Aim of the task | Output each entry below as it stands, leaving out every picture.

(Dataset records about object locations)
---

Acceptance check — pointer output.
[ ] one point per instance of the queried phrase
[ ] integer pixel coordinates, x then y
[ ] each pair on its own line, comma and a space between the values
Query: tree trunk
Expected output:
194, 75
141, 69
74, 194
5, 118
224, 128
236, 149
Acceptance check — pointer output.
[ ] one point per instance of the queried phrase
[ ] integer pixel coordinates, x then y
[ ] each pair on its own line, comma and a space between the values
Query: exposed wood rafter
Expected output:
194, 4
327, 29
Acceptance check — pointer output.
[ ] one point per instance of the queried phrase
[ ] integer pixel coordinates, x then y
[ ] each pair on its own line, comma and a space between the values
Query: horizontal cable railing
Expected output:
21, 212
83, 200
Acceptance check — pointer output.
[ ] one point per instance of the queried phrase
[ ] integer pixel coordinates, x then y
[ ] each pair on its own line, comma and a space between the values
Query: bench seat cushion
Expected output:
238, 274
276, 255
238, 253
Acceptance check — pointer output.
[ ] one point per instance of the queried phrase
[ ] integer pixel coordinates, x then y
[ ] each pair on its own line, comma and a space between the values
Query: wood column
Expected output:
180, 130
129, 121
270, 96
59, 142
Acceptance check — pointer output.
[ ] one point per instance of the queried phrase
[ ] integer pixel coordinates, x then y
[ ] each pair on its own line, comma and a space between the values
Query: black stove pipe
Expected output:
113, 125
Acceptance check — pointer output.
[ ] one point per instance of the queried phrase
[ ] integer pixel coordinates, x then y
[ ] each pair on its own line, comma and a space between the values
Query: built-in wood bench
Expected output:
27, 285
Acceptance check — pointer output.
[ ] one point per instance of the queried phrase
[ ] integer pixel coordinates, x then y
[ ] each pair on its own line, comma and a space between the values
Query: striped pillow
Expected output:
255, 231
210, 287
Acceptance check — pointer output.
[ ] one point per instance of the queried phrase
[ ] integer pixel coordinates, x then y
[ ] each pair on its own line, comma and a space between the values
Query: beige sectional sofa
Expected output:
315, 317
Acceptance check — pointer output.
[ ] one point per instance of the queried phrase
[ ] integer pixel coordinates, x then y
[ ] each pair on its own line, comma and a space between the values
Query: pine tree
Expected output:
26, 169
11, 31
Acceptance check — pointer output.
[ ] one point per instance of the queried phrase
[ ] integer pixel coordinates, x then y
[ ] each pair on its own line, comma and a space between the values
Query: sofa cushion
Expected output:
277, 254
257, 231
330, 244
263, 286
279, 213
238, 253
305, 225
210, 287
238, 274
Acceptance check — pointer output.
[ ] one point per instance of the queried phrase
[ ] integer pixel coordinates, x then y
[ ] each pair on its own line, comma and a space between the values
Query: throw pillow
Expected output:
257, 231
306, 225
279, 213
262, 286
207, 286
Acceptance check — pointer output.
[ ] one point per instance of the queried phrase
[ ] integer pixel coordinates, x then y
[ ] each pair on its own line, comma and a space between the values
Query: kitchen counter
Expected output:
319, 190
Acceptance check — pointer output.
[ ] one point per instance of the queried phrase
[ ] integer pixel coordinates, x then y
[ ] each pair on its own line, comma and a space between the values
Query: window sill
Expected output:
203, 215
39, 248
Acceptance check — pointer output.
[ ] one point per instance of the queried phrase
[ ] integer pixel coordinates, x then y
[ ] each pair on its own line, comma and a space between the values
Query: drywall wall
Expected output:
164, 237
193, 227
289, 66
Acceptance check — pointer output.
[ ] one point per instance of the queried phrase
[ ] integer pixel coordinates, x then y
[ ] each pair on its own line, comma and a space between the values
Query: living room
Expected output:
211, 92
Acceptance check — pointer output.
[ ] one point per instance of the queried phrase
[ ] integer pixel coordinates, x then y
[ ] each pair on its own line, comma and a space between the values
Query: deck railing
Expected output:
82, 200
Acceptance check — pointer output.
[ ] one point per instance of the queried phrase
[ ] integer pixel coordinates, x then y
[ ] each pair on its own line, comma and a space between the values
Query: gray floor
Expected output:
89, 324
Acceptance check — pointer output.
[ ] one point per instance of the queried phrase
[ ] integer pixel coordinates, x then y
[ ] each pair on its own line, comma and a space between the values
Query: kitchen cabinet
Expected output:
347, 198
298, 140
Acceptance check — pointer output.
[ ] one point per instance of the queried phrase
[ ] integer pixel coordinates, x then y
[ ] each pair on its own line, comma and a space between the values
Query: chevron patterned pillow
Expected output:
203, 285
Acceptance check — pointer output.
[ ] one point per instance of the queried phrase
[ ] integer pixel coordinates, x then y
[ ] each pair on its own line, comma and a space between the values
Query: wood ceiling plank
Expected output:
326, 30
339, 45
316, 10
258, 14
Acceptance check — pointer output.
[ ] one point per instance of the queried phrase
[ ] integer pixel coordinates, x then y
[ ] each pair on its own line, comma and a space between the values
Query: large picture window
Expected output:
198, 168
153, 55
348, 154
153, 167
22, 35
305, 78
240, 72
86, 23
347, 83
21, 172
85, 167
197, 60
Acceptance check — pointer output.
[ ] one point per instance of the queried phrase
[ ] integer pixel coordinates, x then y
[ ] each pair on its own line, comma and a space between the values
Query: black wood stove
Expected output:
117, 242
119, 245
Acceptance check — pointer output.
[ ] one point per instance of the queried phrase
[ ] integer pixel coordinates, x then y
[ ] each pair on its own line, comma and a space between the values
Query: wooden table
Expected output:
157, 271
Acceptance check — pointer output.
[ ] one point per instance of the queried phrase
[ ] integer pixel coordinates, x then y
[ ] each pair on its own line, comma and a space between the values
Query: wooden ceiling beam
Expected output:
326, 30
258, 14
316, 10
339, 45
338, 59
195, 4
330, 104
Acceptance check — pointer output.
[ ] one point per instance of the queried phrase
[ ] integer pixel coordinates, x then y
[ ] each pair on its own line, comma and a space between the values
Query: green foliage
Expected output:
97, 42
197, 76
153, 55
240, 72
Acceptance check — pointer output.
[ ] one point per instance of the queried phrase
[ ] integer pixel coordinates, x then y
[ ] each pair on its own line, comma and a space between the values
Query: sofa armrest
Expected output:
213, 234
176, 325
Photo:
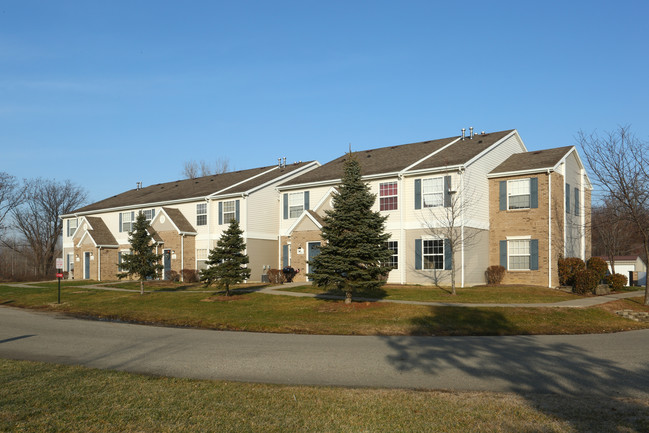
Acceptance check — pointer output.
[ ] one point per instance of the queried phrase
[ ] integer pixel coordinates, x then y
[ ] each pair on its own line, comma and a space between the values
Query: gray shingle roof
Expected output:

---

Worked answer |
Acceptance check — pointer output.
[ ] one point per instance of the queried phrase
[ ] integer pixel coordinates, x then y
[ ] each pair on its own line, comma and a space between the values
Query: tree trunk
Expected output:
194, 75
141, 69
74, 194
5, 118
224, 128
236, 149
Acceptance check — pointer output.
[ ] one point per instance of the queried phrase
[ ] integer pixel coordinates, x then y
[ ] each pair on its own line, comma and a space between the values
Query: exposed wood rafter
Expected output:
194, 4
327, 29
Acceptance check — pointer output.
[ ] one point per instance of the queried phrase
[ ] integer pixel coordinates, x then y
[ ] each pair on its own line, comma and a space between the values
Query: horizontal cable railing
Expected output:
21, 212
83, 200
Acceptance check — pointer output.
[ ] one point per instance of the queried phrase
[ ] integer pixel coordinates, x then y
[ ] each pair on its own line, comma and a space between the values
Query: bench seat cushion
Expected output:
238, 274
276, 255
238, 253
Acceptance check — pointer output.
[ ] one point per instance of the queried phrase
[ ] integer pixel coordinates, x then y
[ ] each pair on its own line, comma and a space between the values
Query: wood column
Expected output:
180, 130
129, 121
270, 96
59, 142
Acceptance check — pointer output.
[ ] one point per instance of the queried phrase
[ ] integer pixel coordinates, x then y
[ ] each pair on its own line, comma and a space between the values
Query: black stove pipe
Expected output:
113, 125
Acceptance check — pointer output.
[ ] one point per instance of the queried phrase
[ ] integer pixel coordinates, x then y
[ ] each pair on its own line, comma and a space between the values
Query: built-in wood bench
Expected output:
27, 285
Acceptance check — pointer output.
[ ] one point per instance of the queried phrase
[ ] integer pixel coordinates, x then y
[ ] each pair on its own line, comma and a space between the values
Query: striped pillow
Expected output:
255, 231
210, 287
Acceptance check — pointer output.
[ ] one point per instance of the queried phrase
[ ] integer pixel coordinates, x then y
[ ] each pair on its own line, comma and a space between the values
Query: beige sectional sofa
Expected output:
315, 317
Acceptance check — pointer output.
[ ] one point per instance of the queried phrase
[ ] integer pixel coordinates, x then y
[ ] each pair on its own line, comma and a space between the values
Query: pine tree
Expected output:
26, 169
11, 31
Acceptance check — pointer output.
[ ] one point per instance of the queried phrase
[ ] integer pixel coordinates, x then y
[ ] each pair on its own line, comma and a space between the values
Query: sofa cushion
Expected output:
277, 254
257, 231
330, 244
263, 286
279, 213
238, 253
305, 225
210, 287
238, 274
Acceptance check — pointer output.
[ ] one point per instance of the queried phrase
[ ] integer pixel coordinates, x then y
[ ] each pair on its own line, comma and a space between the values
Query: throw pillow
Expected output:
257, 231
306, 225
279, 213
262, 286
207, 286
Acceptance check — pointer output.
[ ] one point per instance of the queried phrase
[ ] integer pixel coordinates, x then y
[ ] each pair on its own line, comma and a space between the values
Query: kitchen counter
Expected output:
319, 190
Acceptance check — pointer output.
[ ] one point per instance of the queried phrase
[ ] integer pixel coordinates, x then y
[ ] each pair on its own line, comma and a space between the values
Query: window sill
Expected output:
203, 215
39, 248
Acceptance check — pointer output.
[ ] one point per instance of the queried phrase
[ ] integer pixel coordinates, x then y
[ ] each pair on its own line, comma and a space between the values
Query: drywall wall
Expected output:
164, 237
193, 227
289, 66
Acceptance check — pointer output.
[ ] one point per instance of the queried phrase
[ ] integer pixel coordinates, x then y
[ ] each pair on its own line, comma and a space between the values
Query: living room
Expected output:
211, 92
Acceptance check — pointer output.
[ ] one point per instance of the queried phrase
[ ] integer pixel coordinates, x then y
[ ] each pair on its own line, comma and a space between the values
Query: deck railing
Expected output:
82, 200
Acceptance check — pointer output.
[ ] one point per instance of the queried phrase
[ ] integer pixel coordinates, x then y
[ ] each pair on its own line, comma and a space between the values
Query: gray floor
Expected output:
89, 324
Acceptance check — pointer output.
[ ] one point per instance of the queried phrase
[ ] integer pixel coordinates, x then y
[ ] each pair on its own line, comma and a space between the values
Query: kitchen cabinet
Expected output:
347, 198
298, 140
Acceptance check — pointer output.
[ ] one point per instance of the queried phrase
[ ] integer pixel coordinates, x then y
[ ] each pair on its own line, comma and a space between the values
Query: chevron patterned pillow
Expected output:
203, 285
Acceptance check — pointer output.
[ ] one point per instance of the queried phrase
[ ] integer pixel coordinates, x then y
[ ] each pair on its own line, comma and a space between the values
Query: wood ceiling plank
Expected output:
326, 30
339, 45
316, 10
258, 14
Acceptance check — pointer output.
[ ] one point per instance of the queried phrase
[ ] integer pixel coordinates, x then y
[ ] each pair on its own line, comma and a space between the values
Query: large picture window
Expected output:
198, 168
153, 55
348, 154
153, 167
22, 35
305, 78
240, 72
86, 23
347, 83
21, 172
85, 167
197, 60
Acceptance check — pointer output.
[ ] one point per instance of the queried phrase
[ ] integer pixel coordinates, x then y
[ ] each pair on its own line, comma and a space between the values
Query: black wood stove
Expected output:
117, 242
119, 245
Acceptance check — pointer output.
[ ] one point per instance of the queried phrase
[ ] integer pixel coordinates, x then y
[ ] each pair on its own line, comma and a space between the values
Query: wooden table
Expected output:
157, 271
Acceptance check — pointer output.
[ ] one point per instance of the queried phrase
[ ] integer pixel coordinates, x then y
[ ] each pair on its own line, comma and a space between the values
Query: wooden ceiling beam
Expected output:
326, 30
258, 14
316, 10
339, 45
338, 59
195, 4
330, 104
Acceptance check — pointer output.
[ ] one point per instance of the queried phrase
[ ] integer pixel coordinates, x then y
[ ] each pair on its own line, comma and a space between the values
Query: green foliage
Expected output:
97, 42
197, 76
153, 55
240, 72
Acceptance check — pointer output.
[ ] one point per instance of the queried phrase
[ ] integer pixel coordinates, x then y
[ ] each pair on its own line, comma and a space between the values
Query: sofa armrest
Expected output:
213, 234
176, 325
Photo:
Acceptance check — pointer output.
[ ] one point per instance of the queried phrase
[ ] integer pixel coordinates, x then y
[ ] each pair on its own line, comma and a space between the values
Query: gray shingle roof
Expected output:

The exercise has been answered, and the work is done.